# Texto para análise
□ □ □ □
No dia 1º. de fevereiro de 1961, com 16 anos, num começo de noite fria, eu chegava em Brasília, com uma mala de fibra marrom, cheia de livros, algumas mudas de roupas pra estudar o segundo grau no colégio Elefante Branco, que ainda estava em construção. Desci do ônibus da empresa "São Cristóvão", numa estranhíssima estação rodoviária da então Cidade Livre, hoje Núcleo Bandeirante. Ali deveria encontrar o meu tio Manoel, pedreiro que trabalhava numa obra, num daqueles inúmeros becos tortos contornados por casas e barracos de madeira. Não encontrei o meu tio e nem consegui tomar um ônibus pra Taguatinga. Acabei encarapitado num caminhão basculante cheio de peões de obras. Fui debaixo de chuva até Taguatinga e me perdi em vielas atrás do bendito endereço de uma tal de QNE.
Cansado depois de dois dia viagem, e moralmente abatido por ter saído de casa pela primeira vez, chorando achei o endereço e desabei. Acordei no dia seguinte numa paisagem surrealista de poças de lama, de barracos de madeira, um cerradão diante dos olhos e uma sensação de quem estava perdido no mundo.
Finalmente, fui estudar no Elefante Branco, um belíssimo colégio em tempo integral, mas precisava tomar dois ônibus, o primeiro às 5 e meia, pra chegar a tempo da aula. Depois, no final do dia, outra maratona num ônibus superlotado de peões de obras, e chegava em casa às oito da noite, sujo e suado. Tudo isso terminou, comecei a trabalhar e acabei passando no vestibular para Jornalismo na UnB, em 1965, desapontando minha família que sonhava com um médico na família. Que, aliás, não houve.
Em 1973, numa manhã chuvosa de fevereiro, entrei pela primeira vez numa redação como repórter policial, passei por várias editorias, entre elas a de cobertura do Congresso Nacional, e um dia, não mais que de repente, recebi um inesperadíssimo convite para trabalhar em Mato Grosso. Era época de divisão do Estado. O governador era o ex-deputado federal Garcia Neto. Vim, em agosto de 1976, pra passar uma chuva e fiquei.
□ □ □ □
# Dados de entrada
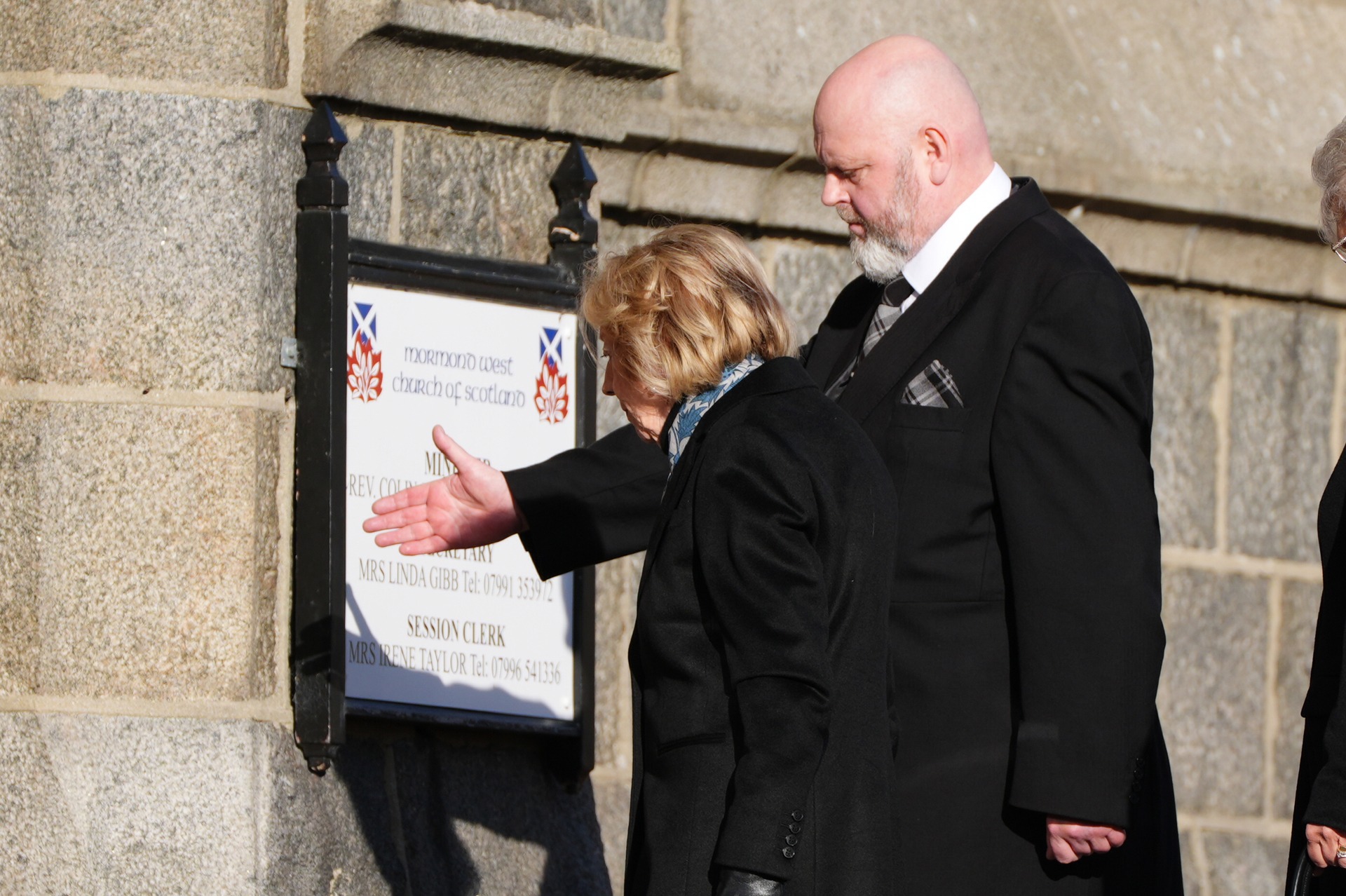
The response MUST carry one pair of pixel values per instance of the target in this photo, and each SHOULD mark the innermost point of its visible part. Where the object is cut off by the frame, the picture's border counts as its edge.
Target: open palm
(468, 509)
□ □ □ □
# O que se pede
**a.** Responda às perguntas abaixo com base no relato sobre a chegada a Brasília.
(i) De que empresa era o ônibus do qual o autor desceu na Cidade Livre?
(ii) Em que ano ele passou no vestibular para Jornalismo na UnB?
(iii) Quem era o governador na época do convite para trabalhar em Mato Grosso?
**b.** Continue o relato sobre a chegada a Brasília a partir da última frase apresentada.
A listagem é um material à parte, independente do relato sobre a chegada a Brasília.

# Respostas por tarefa
**a.**
(i) Da empresa "São Cristóvão".
(ii) Em 1965.
(iii) O ex-deputado federal Garcia Neto.

**b.**
De Brasília, trouxe minha mulher Carmem, com quem me casara em 1968, e três filhos: André, de oito anos, Fábio, de seis e Marcelo, de dois. Meus pais, sogros e toda a enorme família continuaram em Brasília. Meus pais e irmãos ainda vivem todos lá. Fui o único desgarrado, mas vou lá todos os anos no Dia das Mães, no aniversário de minha mãe que coincide com o Dia dos Pais, e no aniversário de meu pai, em outubro. Fora as viagens profissionais, naturalmente.
Hoje guardo uma distância física e boas lembranças de Brasília, mas meu coração mudou-se de lá para Mato Grosso. Meus amigos e colegas jornalistas dispersaram-se ao longo desses 34 anos em que vivo em Mato Grosso. Assim, Brasília e eu temos uma relação respeitosa, mas distante. O Elefante Branco ainda me emociona, quando me lembro do primeiro aniversário de Brasília, em 1961, e nós estudantes plantados na Praça dos Três Poderes cantando a música "O Canto do Pajé", de Villa Lobos. A UnB também me emociona, e algumas coisas mais que de algum modo marcaram a minha vida de "candango" emigrado da doce Campos Altos, no interior de Minas Gerais.
Amanhã, dia do aniversário de 50 anos de Brasília, gostaria de lembrar como era aquela cidade poeirenta, barreira e nascente que vi nascer, formada por gente vinda de tudo quanto era lugar de um distante Brasil rural.